• [TEXT]
Efficient Bayesian Updates for Deep Active Learning via Laplace Approximations
We introduce an efficient Bayesian update using a last-layer Laplace approximation to replace costly retraining in deep active learning, enabling sequential batch selection and look-ahead strategies.
摘要
评审与讨论
This paper proposes a method to replace costly retraining with an efficient Bayesian update that uses a second-order optimization step based on a Gaussian posterior derived from a last-layer Laplace approximation. This approach achieves low computational complexity by computing the inverse Hessian in closed form, offering a solution that closely approximates full retraining but is significantly faster. Additionally, the new framework supports sequential batch selection by incrementally updating the DNN after each label acquisition. A look-ahead selection strategy is also introduced to provide an upper baseline for optimal batch selection.

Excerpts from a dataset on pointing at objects
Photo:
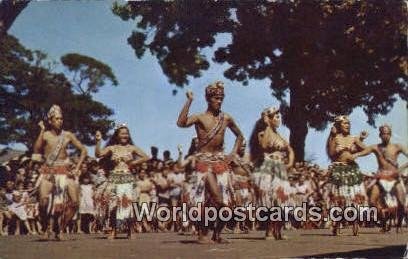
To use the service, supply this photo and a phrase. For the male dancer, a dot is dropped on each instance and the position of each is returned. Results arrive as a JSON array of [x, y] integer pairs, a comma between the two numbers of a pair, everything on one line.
[[387, 159], [56, 178], [210, 159]]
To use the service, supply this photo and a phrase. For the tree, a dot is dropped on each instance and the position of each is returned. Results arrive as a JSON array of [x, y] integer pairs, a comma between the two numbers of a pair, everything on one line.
[[323, 58], [89, 71], [9, 10], [28, 88]]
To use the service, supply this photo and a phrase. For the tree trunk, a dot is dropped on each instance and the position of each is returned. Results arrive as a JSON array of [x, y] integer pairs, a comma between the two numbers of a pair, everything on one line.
[[297, 123], [9, 10], [298, 132]]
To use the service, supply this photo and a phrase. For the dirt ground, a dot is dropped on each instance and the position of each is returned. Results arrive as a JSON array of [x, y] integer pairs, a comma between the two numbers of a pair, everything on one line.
[[300, 243]]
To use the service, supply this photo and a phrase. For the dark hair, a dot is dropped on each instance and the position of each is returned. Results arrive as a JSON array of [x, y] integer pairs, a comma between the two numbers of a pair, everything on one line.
[[154, 150], [255, 148], [114, 140], [85, 176], [166, 153]]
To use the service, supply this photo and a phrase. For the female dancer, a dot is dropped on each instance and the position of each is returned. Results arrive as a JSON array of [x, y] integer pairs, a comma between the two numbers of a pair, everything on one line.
[[120, 153], [272, 156]]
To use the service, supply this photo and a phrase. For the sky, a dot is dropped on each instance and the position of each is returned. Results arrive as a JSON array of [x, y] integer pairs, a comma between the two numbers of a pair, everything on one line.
[[143, 99]]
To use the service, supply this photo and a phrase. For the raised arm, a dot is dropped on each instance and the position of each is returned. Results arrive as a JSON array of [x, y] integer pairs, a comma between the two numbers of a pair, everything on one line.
[[368, 150], [81, 148], [237, 132], [184, 120], [38, 145]]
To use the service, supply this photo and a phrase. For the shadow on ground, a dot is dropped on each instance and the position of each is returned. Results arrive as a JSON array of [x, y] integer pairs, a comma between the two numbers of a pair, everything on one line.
[[383, 252]]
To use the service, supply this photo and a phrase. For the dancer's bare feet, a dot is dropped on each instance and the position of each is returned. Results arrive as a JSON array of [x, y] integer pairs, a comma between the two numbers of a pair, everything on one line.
[[60, 237], [204, 240]]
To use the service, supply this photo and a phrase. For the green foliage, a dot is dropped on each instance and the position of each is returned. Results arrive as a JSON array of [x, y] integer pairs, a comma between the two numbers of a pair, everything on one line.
[[89, 71], [323, 58], [28, 88]]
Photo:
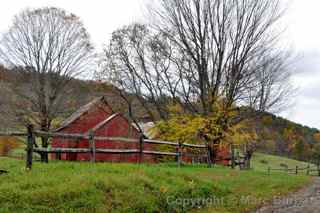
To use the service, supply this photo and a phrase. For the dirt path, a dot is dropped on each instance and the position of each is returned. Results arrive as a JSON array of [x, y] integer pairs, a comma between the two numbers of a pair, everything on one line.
[[304, 201]]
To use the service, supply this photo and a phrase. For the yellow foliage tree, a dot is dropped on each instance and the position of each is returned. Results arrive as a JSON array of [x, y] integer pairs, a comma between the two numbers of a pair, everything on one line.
[[7, 144]]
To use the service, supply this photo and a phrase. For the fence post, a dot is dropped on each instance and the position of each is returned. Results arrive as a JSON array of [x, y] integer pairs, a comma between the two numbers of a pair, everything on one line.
[[179, 154], [141, 148], [30, 141], [232, 157], [209, 155], [92, 146]]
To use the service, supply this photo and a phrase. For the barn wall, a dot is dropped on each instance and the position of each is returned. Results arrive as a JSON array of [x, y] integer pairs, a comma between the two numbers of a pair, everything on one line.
[[117, 127]]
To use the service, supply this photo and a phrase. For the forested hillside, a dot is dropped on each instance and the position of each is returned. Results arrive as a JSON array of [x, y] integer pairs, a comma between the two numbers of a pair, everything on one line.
[[285, 138], [276, 135]]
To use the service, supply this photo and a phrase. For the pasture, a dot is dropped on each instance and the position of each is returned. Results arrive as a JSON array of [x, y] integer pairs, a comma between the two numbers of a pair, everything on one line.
[[106, 187]]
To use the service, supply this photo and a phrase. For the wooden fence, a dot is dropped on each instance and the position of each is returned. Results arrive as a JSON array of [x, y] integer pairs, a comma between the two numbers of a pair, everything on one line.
[[31, 135], [308, 170]]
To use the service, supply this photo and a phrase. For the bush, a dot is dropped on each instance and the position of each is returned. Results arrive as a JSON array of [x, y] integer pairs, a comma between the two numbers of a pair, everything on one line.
[[7, 144]]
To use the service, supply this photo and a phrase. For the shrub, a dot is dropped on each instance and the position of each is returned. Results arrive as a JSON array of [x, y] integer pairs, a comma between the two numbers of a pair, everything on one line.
[[7, 144]]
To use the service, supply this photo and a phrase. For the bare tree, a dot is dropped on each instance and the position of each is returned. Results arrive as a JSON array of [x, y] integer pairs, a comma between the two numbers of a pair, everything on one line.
[[221, 39], [46, 48], [207, 53]]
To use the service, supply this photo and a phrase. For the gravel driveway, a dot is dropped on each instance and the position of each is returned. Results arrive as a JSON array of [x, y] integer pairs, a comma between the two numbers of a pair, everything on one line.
[[306, 200]]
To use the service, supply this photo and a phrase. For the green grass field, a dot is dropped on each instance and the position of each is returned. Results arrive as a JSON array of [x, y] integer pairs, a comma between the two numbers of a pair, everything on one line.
[[102, 187]]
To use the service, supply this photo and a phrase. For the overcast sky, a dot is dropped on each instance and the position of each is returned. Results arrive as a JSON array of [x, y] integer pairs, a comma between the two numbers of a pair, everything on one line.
[[101, 17]]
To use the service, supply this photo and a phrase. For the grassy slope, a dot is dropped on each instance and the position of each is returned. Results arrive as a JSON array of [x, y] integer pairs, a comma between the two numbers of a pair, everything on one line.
[[274, 162], [83, 187]]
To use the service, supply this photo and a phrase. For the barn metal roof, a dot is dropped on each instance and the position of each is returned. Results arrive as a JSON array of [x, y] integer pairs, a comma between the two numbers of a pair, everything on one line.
[[80, 112]]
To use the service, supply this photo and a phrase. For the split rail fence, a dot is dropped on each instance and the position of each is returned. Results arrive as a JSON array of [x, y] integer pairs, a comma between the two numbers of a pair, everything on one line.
[[31, 135], [308, 170]]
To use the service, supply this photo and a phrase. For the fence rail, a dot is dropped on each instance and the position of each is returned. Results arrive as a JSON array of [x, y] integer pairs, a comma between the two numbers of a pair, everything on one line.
[[31, 135], [304, 170]]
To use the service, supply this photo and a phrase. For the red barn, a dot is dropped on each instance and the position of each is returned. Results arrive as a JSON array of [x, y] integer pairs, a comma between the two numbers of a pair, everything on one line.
[[100, 118]]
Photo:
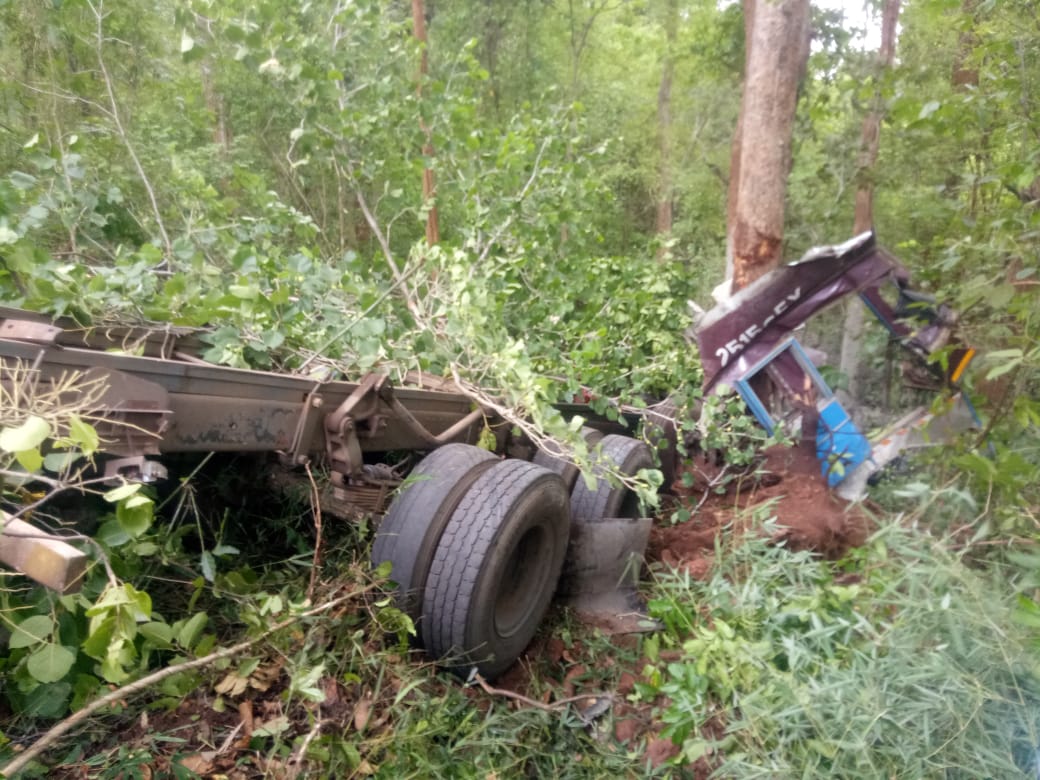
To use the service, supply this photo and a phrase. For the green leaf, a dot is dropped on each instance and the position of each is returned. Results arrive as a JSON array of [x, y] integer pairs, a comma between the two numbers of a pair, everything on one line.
[[50, 663], [124, 491], [29, 435], [135, 516], [159, 633], [112, 535], [58, 462], [31, 631], [30, 460], [929, 108], [189, 631], [208, 566], [84, 436]]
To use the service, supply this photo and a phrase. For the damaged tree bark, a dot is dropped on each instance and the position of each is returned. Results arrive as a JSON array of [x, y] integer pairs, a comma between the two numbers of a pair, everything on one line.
[[852, 337], [777, 37]]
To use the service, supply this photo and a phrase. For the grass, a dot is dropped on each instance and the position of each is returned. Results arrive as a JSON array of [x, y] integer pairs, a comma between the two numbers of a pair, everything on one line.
[[902, 660]]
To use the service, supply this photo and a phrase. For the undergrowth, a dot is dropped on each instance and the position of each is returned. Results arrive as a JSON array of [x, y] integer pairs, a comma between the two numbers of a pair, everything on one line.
[[902, 660]]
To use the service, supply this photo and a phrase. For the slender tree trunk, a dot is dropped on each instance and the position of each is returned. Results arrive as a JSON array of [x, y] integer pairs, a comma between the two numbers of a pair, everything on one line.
[[429, 184], [216, 106], [666, 193], [778, 48], [852, 336]]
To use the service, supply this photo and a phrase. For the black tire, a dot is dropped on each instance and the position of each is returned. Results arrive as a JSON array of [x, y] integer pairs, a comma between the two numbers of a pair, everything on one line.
[[565, 467], [605, 500], [409, 534], [496, 568]]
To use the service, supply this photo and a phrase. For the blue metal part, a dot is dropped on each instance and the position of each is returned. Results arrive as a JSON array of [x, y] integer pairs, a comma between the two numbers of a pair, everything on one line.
[[840, 446]]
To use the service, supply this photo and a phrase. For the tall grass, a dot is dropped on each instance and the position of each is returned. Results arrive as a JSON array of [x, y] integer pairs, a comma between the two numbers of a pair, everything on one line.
[[902, 661]]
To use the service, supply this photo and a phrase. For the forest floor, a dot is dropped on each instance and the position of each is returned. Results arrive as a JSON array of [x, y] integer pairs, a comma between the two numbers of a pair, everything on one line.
[[787, 487], [592, 658]]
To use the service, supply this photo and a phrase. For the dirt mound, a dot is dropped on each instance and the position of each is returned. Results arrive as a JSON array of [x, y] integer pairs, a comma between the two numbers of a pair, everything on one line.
[[786, 486]]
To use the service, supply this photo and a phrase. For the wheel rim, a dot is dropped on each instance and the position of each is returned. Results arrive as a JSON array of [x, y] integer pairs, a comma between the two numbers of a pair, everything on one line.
[[527, 568]]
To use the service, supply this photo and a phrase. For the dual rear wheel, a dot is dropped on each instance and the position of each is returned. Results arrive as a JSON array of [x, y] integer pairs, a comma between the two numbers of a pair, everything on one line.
[[476, 546]]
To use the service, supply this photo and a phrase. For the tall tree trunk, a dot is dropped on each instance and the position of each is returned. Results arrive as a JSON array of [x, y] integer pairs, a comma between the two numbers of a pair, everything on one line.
[[429, 184], [665, 182], [852, 336], [778, 48]]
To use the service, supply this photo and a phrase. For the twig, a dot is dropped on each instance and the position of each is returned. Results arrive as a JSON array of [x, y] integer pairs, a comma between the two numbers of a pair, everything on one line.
[[114, 114], [59, 729], [555, 706], [296, 759], [316, 511]]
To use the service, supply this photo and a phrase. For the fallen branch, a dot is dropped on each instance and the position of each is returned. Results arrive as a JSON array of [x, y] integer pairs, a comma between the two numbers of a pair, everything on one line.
[[555, 706], [59, 729]]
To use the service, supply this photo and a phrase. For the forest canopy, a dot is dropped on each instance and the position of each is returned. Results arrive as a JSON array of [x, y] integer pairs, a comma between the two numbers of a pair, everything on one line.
[[522, 196]]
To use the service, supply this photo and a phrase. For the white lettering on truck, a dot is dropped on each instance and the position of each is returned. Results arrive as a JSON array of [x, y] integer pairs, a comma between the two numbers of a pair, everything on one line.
[[737, 344]]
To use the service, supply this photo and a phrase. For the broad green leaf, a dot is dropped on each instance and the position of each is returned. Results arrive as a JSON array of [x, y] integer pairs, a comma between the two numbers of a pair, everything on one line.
[[29, 435], [30, 460], [135, 519], [50, 663], [31, 631], [112, 534], [47, 701]]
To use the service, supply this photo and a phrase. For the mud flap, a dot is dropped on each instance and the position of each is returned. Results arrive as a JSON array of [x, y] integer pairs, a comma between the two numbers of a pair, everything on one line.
[[602, 571]]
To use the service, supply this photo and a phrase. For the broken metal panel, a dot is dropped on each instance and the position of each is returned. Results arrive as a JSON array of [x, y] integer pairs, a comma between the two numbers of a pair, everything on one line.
[[43, 556], [27, 330], [919, 429], [739, 332], [213, 423], [840, 446], [153, 340]]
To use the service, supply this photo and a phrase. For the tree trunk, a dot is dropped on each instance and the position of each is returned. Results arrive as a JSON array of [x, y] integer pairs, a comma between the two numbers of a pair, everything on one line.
[[666, 184], [777, 34], [429, 184], [852, 336]]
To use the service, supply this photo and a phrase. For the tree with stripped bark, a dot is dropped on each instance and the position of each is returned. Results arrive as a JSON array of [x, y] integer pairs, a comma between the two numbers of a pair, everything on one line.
[[777, 48]]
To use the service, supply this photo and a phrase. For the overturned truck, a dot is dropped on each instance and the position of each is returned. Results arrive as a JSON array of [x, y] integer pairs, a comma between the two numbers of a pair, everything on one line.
[[479, 539]]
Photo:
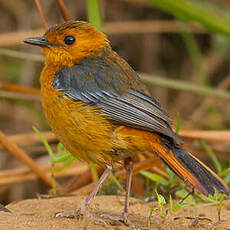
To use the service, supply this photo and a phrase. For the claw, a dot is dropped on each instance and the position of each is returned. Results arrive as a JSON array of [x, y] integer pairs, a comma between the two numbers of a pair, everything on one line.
[[72, 214], [122, 218], [78, 213]]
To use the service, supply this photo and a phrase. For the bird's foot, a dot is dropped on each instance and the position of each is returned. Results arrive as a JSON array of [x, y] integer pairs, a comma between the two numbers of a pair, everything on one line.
[[122, 218], [80, 212]]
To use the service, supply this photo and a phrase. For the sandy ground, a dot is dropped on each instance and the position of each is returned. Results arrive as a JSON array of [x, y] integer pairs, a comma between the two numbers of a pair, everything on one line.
[[38, 214]]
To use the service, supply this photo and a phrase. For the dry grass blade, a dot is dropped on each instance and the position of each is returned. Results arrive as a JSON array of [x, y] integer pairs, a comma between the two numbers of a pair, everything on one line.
[[223, 136], [16, 38], [28, 139], [24, 158], [63, 9], [136, 27], [19, 88], [80, 181], [37, 2], [125, 27], [24, 174]]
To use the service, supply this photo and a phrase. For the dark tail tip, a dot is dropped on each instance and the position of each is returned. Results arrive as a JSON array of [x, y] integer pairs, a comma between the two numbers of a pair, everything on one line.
[[207, 178]]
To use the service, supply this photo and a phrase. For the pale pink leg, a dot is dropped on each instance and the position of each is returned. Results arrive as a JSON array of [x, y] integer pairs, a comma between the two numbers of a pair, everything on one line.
[[124, 215], [84, 208]]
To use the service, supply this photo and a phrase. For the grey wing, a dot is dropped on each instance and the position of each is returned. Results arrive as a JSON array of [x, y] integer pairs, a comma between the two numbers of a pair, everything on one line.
[[132, 108]]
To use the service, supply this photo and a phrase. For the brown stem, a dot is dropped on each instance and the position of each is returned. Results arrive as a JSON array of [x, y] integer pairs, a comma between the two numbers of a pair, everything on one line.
[[63, 9], [24, 158], [37, 2]]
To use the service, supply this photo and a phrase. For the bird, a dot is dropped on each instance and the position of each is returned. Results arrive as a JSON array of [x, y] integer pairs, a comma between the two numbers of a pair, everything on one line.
[[102, 112]]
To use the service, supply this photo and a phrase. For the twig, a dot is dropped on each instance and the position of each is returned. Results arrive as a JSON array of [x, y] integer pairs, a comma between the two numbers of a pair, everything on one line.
[[21, 55], [24, 158], [186, 86], [63, 9], [41, 14]]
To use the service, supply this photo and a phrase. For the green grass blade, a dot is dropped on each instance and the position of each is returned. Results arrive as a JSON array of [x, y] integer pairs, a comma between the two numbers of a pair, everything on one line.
[[94, 15], [154, 177], [194, 12], [51, 154], [178, 123]]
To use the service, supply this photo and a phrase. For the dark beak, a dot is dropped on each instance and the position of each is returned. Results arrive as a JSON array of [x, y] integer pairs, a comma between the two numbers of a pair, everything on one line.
[[38, 41]]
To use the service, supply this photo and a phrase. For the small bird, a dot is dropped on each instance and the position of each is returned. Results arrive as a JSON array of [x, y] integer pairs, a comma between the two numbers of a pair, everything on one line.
[[102, 112]]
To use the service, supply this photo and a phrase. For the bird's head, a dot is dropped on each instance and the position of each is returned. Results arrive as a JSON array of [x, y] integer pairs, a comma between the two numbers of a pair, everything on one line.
[[70, 42]]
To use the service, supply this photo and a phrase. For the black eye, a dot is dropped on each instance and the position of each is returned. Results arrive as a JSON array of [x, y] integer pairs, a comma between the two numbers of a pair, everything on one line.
[[69, 40]]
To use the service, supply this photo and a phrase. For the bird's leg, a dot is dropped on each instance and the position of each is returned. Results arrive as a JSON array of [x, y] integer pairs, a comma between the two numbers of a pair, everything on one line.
[[84, 208], [124, 215]]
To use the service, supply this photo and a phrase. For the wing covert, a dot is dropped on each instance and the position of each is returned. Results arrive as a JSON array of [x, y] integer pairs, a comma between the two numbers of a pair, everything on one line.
[[108, 86]]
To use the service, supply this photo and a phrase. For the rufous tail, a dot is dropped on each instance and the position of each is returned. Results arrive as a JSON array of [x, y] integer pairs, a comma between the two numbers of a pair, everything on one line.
[[190, 169]]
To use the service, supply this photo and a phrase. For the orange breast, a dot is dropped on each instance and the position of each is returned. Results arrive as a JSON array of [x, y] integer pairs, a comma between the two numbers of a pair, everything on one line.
[[83, 130]]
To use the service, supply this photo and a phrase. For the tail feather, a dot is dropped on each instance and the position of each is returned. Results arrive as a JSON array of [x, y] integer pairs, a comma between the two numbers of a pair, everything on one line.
[[189, 168]]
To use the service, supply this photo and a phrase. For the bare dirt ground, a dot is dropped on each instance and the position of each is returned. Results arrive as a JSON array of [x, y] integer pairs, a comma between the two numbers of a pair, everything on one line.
[[38, 214]]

• [WORK REQUIRED] From the summary of the Bayesian update paper above, write out word for word the passage that begins at the words "Efficient Bayesian Updates" and stops after "and look-ahead strategies.".

• [THE SOLUTION]
Efficient Bayesian Updates for Deep Active Learning via Laplace Approximations
We introduce an efficient Bayesian update using a last-layer Laplace approximation to replace costly retraining in deep active learning, enabling sequential batch selection and look-ahead strategies.